• Exercise description: Look through the records and copy each line that has "misty" in it.

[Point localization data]
****************
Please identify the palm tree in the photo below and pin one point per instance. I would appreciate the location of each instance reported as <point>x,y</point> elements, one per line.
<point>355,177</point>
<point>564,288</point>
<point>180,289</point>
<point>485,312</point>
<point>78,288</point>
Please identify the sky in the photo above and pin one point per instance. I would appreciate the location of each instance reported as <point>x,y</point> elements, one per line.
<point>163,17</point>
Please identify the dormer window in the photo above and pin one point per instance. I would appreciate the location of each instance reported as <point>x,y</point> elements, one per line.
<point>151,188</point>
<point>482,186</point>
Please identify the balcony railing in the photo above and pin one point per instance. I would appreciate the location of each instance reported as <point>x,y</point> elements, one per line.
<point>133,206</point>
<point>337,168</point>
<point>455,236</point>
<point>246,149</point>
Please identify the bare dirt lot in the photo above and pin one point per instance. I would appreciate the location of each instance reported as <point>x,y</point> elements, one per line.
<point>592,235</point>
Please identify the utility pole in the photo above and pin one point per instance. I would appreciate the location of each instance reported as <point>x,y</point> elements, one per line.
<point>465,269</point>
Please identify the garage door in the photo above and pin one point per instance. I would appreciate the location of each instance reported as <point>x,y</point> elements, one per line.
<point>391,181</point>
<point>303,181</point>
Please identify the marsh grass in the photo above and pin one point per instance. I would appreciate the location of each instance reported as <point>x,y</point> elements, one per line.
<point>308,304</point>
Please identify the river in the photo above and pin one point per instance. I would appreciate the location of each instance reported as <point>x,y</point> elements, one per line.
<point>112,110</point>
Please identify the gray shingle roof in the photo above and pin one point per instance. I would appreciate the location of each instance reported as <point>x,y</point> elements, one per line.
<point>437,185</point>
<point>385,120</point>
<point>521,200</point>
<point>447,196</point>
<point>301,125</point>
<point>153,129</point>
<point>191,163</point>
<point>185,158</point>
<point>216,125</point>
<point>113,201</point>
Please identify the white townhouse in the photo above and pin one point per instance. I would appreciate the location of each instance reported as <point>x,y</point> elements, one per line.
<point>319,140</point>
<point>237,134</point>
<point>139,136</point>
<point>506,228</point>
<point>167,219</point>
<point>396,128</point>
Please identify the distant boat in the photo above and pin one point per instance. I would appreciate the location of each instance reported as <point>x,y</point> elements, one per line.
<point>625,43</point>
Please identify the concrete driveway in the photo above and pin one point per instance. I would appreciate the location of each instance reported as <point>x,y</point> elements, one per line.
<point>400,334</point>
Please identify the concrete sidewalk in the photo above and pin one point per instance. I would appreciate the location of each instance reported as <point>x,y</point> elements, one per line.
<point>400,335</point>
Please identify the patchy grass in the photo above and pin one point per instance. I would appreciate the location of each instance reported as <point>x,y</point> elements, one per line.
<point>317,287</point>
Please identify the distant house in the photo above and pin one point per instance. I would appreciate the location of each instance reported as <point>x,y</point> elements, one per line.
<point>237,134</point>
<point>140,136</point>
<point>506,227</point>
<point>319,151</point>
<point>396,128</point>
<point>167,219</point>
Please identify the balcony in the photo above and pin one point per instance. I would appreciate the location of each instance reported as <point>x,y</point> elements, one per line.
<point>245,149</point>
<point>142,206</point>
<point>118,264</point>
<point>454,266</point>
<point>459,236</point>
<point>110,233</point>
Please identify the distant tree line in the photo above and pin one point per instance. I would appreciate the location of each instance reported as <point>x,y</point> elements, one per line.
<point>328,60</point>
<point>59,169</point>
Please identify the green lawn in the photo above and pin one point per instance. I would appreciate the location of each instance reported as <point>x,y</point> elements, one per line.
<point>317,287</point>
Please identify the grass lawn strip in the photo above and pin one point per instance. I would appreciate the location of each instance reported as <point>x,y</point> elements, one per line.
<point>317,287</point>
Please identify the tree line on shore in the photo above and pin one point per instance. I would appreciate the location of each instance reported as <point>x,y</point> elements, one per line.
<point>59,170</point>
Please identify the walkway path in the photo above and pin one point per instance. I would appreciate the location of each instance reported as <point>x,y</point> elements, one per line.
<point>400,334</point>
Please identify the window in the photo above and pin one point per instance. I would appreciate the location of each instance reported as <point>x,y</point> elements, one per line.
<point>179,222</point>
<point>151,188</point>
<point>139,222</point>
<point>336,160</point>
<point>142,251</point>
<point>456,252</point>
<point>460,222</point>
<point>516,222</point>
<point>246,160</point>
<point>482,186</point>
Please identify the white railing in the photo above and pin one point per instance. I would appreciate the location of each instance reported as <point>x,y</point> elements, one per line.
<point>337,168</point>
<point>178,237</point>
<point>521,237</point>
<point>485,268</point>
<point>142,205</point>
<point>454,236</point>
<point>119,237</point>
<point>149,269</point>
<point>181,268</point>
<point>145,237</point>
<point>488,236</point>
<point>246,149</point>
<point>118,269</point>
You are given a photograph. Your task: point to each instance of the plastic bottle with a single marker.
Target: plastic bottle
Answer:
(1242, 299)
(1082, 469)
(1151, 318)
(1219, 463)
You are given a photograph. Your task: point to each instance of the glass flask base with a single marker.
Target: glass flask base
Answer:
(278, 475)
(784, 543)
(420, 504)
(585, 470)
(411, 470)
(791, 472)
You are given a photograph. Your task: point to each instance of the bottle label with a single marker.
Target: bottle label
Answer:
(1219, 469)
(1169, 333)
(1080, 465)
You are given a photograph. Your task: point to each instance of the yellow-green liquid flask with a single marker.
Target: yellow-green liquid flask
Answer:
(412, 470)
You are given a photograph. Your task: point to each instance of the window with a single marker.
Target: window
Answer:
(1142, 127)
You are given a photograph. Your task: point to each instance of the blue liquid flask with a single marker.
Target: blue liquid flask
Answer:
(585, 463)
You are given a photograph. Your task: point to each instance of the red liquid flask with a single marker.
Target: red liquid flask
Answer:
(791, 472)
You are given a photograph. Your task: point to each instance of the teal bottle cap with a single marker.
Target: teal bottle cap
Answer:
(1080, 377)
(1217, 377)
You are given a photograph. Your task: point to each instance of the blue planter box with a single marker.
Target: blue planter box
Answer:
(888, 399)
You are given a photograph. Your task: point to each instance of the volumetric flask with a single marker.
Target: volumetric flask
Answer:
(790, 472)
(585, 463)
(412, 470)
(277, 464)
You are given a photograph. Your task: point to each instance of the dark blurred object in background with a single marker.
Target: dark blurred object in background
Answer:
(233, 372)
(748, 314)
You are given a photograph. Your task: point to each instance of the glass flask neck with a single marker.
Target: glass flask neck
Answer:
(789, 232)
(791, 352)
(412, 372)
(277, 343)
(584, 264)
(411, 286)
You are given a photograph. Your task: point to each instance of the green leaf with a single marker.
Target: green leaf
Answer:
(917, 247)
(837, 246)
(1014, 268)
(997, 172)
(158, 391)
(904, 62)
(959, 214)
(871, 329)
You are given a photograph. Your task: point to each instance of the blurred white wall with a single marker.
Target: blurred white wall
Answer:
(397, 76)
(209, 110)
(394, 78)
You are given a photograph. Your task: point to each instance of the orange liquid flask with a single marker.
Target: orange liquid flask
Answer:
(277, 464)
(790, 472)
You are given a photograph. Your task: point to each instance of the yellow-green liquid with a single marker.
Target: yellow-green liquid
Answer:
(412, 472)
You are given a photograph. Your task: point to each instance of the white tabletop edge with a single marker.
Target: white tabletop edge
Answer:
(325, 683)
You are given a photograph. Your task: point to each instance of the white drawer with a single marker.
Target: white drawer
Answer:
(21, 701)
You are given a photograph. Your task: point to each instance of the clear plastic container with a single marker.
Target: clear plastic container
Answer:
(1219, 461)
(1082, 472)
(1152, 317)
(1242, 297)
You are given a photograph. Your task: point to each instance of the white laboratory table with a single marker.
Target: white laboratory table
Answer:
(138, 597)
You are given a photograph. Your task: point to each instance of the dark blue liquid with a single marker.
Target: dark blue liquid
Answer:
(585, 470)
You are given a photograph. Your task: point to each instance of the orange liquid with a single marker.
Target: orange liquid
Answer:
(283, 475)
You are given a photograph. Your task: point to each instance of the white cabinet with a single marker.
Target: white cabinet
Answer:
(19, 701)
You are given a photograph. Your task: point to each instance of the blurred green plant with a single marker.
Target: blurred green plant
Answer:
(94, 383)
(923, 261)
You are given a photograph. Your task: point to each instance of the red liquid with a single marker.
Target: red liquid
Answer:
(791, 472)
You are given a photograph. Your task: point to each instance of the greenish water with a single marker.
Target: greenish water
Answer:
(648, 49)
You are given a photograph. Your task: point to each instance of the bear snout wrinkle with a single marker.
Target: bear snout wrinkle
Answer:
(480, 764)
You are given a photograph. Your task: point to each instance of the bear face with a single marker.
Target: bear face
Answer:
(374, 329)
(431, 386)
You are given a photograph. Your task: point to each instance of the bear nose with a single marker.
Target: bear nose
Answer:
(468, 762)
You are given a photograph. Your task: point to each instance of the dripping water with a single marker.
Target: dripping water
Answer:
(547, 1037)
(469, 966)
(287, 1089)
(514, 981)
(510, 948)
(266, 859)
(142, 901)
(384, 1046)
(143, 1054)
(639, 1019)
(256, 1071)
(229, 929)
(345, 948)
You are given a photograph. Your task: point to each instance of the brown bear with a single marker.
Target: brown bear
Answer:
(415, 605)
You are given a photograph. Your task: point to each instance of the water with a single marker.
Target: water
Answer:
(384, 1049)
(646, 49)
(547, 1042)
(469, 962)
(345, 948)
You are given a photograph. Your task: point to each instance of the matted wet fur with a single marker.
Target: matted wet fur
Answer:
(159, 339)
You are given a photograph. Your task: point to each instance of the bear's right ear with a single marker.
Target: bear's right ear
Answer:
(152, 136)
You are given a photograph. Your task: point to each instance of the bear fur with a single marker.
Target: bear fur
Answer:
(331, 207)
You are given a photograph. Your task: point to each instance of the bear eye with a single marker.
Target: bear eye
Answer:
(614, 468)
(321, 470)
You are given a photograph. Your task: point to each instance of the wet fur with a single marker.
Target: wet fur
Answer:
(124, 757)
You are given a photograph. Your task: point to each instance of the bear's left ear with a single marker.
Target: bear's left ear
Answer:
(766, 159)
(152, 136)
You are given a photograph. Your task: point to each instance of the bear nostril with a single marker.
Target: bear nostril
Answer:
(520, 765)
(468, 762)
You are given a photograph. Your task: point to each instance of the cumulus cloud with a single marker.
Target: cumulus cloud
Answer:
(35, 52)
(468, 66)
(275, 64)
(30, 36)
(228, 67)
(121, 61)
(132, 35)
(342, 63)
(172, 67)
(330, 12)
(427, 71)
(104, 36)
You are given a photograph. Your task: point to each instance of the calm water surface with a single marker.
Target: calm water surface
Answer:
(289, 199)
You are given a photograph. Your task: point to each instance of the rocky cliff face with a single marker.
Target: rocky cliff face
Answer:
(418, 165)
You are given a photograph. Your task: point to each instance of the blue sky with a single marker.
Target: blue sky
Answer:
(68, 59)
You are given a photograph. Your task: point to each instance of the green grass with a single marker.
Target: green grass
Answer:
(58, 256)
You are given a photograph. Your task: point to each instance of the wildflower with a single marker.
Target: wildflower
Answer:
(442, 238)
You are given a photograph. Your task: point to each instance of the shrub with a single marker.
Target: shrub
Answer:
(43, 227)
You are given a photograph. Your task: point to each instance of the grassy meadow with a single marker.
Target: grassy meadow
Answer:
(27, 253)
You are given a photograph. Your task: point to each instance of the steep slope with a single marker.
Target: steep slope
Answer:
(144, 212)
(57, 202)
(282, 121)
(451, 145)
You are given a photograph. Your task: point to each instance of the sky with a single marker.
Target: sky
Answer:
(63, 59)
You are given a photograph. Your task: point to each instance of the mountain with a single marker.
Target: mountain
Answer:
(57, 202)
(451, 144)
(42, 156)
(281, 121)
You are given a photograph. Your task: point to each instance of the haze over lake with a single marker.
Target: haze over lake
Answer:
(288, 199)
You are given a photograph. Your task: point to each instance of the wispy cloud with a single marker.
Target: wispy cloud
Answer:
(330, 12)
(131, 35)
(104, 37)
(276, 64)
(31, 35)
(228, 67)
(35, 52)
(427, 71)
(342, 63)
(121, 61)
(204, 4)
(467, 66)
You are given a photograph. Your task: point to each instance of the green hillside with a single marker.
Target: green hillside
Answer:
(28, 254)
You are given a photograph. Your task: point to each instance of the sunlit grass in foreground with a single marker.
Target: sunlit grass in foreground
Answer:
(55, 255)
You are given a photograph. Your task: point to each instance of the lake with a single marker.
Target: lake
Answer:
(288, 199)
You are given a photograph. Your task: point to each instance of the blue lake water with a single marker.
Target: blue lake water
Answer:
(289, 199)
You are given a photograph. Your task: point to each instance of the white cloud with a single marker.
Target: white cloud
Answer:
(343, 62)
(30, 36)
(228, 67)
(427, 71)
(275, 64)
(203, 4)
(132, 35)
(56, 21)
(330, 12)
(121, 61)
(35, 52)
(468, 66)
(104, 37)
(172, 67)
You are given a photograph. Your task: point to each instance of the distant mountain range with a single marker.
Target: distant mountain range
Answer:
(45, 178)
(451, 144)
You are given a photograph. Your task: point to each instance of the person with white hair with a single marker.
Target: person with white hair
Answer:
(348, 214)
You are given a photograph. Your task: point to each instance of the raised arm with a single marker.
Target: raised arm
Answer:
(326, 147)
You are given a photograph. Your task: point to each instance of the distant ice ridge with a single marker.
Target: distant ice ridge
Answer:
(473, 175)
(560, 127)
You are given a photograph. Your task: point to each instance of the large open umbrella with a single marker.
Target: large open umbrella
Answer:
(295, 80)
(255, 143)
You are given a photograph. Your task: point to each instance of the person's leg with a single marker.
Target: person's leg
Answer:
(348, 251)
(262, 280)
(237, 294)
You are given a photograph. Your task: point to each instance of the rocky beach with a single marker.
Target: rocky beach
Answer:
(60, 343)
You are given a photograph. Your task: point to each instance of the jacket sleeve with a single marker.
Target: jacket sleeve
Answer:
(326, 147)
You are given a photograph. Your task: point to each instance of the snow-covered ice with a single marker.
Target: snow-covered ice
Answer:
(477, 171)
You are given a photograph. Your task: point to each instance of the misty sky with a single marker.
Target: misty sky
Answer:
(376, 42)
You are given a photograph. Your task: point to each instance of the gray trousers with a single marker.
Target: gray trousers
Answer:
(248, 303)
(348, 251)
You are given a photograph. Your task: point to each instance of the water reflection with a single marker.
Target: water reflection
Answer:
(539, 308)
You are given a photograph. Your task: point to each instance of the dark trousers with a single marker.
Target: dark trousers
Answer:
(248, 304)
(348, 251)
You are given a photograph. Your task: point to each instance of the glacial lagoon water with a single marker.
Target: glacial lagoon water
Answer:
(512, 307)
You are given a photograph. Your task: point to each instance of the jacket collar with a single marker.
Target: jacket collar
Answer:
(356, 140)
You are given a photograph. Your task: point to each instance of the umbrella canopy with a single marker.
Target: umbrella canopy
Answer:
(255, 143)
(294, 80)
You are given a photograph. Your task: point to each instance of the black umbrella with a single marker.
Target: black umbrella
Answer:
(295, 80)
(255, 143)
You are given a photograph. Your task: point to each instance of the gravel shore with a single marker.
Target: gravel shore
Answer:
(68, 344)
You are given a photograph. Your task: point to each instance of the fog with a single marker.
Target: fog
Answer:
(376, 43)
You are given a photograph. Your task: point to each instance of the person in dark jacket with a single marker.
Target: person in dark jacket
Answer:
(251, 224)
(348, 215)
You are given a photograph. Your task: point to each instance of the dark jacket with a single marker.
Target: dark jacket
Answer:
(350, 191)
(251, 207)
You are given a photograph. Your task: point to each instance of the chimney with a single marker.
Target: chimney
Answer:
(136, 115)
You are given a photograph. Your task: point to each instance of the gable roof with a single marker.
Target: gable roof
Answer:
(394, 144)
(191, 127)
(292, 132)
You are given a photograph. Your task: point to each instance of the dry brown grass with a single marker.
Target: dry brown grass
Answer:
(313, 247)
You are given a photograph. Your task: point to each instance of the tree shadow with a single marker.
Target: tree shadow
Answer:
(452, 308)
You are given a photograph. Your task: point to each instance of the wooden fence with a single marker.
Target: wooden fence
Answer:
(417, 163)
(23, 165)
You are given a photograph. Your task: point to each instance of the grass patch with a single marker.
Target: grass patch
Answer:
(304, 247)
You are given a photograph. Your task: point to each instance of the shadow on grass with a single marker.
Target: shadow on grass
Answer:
****************
• Solution to this exercise:
You are given a photograph. Your task: point to each instance of the misty sky with a single marker.
Target: misty sky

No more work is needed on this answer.